» Provided text
________________________

Alzheimer's disease (AD) is characterized by two hallmark pathologies. The first is accumulation of amyloid-beta peptide (Abeta) outside neurons as insoluble amyloid plaques. The second is aggregation inside of neurons of tau protein as filamentous structures called neurofibrillary tangles. High amyloid loads in brain induce tauopathy and amyloid/tauopathy together appear to cause the neurodegeneration associated with Alzheimer's disease (AD).
The aggregation of Abeta and tau was thought to be intrinsically abnormal, with no physiological function and leading only to neuron-damaging pathology. However, we recently demonstrated that Abeta is a natural antibiotic that protects against infection. Moreover, the normal protective actions of Abeta involve the peptides’ aggregation and eventual entrapment of invading pathogens within amyloid plaques. This raises the possibility of an infection etiology for amyloid plaque accumulation.
The infection hypothesis for AD has a long history (Alois Alzheimer, who first described AD in 1907, proposed an infection etiology for the disease). However, only recently has the hypothesis drawn widespread interest among AD researchers. The increased focus on an infection etiology for AD has been driven in part by the recent identification of multiple links between Alzheimer's disease and immunity genes, and our own findings on the antibiotic role for Abeta and amyloid plaques. During the last 12 months we have been investigating the possible role herpes simplex 1 (HSV-1) virus may play in inducing amyloid plaques using animal models. HSV-1 is the pathogen most strongly linked to AD pathology. Our findings confirm Abeta protects against HSV-1 infection and that the invading virus particles are trapped and inactivated by amyloid plaques.
Here we request an additional six months of funding for our study to investigate a novel model of AD pathology that has emerged from our findings. In this model we will test if HSV-1 infection can lead to amyloid plaque generation that, in turn, drives tau aggregation and generates neurofibrillary tangles. This would, for the first time, serially link viral infection, amyloid plaque deposition and neurofibrillary tangle generation in a single model. We believe confirmation of our model would be a significant advance in understanding the possible role of infection in AD and likely impact current, and future, treatment strategies.

________________________

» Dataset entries
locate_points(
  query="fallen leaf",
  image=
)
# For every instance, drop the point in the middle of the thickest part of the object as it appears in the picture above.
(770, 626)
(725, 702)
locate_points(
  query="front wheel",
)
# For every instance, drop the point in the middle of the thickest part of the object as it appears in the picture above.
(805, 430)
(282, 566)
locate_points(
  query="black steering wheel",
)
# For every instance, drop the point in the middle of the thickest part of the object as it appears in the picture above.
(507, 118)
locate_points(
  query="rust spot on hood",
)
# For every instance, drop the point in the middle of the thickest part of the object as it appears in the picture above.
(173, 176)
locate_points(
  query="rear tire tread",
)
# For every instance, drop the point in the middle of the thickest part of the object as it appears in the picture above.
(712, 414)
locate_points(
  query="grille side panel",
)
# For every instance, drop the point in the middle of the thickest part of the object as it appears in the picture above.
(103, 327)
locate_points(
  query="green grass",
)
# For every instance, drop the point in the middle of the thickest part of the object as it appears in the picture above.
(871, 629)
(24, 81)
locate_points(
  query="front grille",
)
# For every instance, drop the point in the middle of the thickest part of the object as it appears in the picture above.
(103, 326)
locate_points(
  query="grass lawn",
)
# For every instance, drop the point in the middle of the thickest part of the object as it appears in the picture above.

________________________

» Your assignment
List the processes that the proposed model in the Alzheimer's disease text above would serially link in a single model.

» Solution below
- Viral infection
- Amyloid plaque deposition
- Neurofibrillary tangle generation